__GOAL__:
Set down all of the entries word for word, omitting the images they contain.

Saved entries
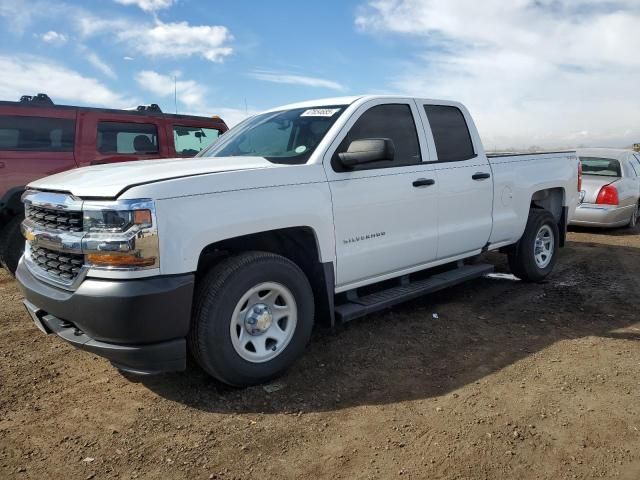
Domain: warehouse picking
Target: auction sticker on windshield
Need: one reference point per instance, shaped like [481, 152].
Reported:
[319, 112]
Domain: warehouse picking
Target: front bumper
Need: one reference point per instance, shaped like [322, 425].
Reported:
[140, 325]
[593, 215]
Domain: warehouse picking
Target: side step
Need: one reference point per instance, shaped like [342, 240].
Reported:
[360, 306]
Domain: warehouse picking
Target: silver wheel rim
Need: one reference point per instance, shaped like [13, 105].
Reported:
[263, 322]
[543, 246]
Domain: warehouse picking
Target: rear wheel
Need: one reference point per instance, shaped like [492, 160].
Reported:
[534, 256]
[252, 318]
[11, 244]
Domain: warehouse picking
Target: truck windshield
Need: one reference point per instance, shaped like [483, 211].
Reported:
[286, 136]
[605, 167]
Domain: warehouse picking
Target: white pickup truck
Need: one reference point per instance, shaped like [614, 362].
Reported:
[319, 211]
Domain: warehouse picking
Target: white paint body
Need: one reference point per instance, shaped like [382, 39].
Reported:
[205, 200]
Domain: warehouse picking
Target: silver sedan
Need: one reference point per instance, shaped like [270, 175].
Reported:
[610, 195]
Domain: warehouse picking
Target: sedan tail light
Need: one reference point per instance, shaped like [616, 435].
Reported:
[608, 195]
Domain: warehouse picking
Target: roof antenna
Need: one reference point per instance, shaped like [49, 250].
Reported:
[175, 93]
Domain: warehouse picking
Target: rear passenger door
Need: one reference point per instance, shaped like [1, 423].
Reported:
[384, 212]
[465, 187]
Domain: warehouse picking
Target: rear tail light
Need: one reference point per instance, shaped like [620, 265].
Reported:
[579, 176]
[608, 195]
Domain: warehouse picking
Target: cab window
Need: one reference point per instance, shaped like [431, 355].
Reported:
[36, 134]
[190, 141]
[450, 133]
[392, 121]
[127, 138]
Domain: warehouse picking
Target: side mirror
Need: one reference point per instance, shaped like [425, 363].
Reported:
[367, 150]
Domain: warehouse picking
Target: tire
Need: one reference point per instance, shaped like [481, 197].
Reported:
[523, 261]
[11, 244]
[222, 334]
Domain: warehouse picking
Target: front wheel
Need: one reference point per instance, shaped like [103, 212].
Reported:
[252, 318]
[534, 256]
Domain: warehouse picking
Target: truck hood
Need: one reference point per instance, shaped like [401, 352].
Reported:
[107, 181]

__RESULT BELOW__:
Domain: warehouse picking
Target: auction sticker on windshield
Need: one reference point per instance, shaped like [481, 152].
Reported:
[319, 112]
Domain: warehouse picking
Target: front bumper
Need: one reference point per instance, shaped like [322, 425].
Reported:
[140, 325]
[593, 215]
Domain: warehouse picking
Target: side step
Need: one reference point per instance, shaped like [342, 240].
Reported:
[360, 306]
Domain: warehouse picking
Target: silver wheel rim
Need: one reference point per instance, shaped like [13, 105].
Reported:
[263, 322]
[543, 246]
Domain: warehouse picking
Target: rear wheel
Need: one reference point per instance, shaped like [492, 160].
Reported:
[534, 256]
[252, 318]
[11, 244]
Domain: warehouse picking
Target: truck windshield
Need: one reference point per instance, shaped like [483, 211].
Reported:
[286, 136]
[605, 167]
Domain: warehouse picking
Target: white pickup truck
Need: one reference point per instance, shaped like [614, 362].
Reported:
[319, 211]
Domain: warehouse picking
Target: white paint body
Need: one reference point per instance, shaped like [382, 39].
Reported:
[205, 200]
Domain: warehouse picking
Target: silver sedan
Need: one reference point per instance, shaped like [270, 175].
Reported:
[610, 195]
Domain: warehouse picking
Target: sedan tail light
Need: one reference point per instance, shaped like [616, 435].
Reported:
[608, 195]
Domain: warehouse picking
Target: roof antenna
Need: one reference point per instance, shaped like [49, 250].
Reported:
[175, 93]
Domain: warehouse picking
Target: rear passenger door
Need: one reference point per instance, shaped like [1, 423].
Reported:
[384, 212]
[465, 187]
Domain: warehouse picking
Target: rear tail light
Need: one reference point per instance, shaped like [620, 265].
Reported:
[579, 176]
[608, 195]
Domain: warehouse picking
Target: cab window
Need: one reference point per instance, shaped like [431, 355].
Reported:
[36, 134]
[190, 141]
[450, 133]
[392, 121]
[127, 138]
Domain: warehouse picking
Target: side mirror
Need: one reference point per instance, shaped like [425, 363].
Reported:
[367, 150]
Domain: warehouse picking
Target: tire
Need: one reference point per instance, shaped like [481, 197].
Reported:
[523, 261]
[11, 244]
[222, 334]
Domain: warehouse picking
Target: front wheel
Need: one reference point per instance, shaped like [103, 212].
Reported:
[252, 318]
[534, 256]
Domain: warehouse picking
Target: truck hood
Need: one reference point per instance, shaped like [401, 352].
Reported:
[107, 181]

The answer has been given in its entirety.